Print out the records that follow, exactly and completely.

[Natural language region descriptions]
*** Begin section ***

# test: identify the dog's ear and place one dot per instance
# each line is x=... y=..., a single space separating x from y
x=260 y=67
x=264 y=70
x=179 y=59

*** End section ***

Worked solution:
# test: identify the dog's ear and place one dot per instance
# each line is x=... y=..., a single space separating x from y
x=260 y=67
x=264 y=70
x=179 y=59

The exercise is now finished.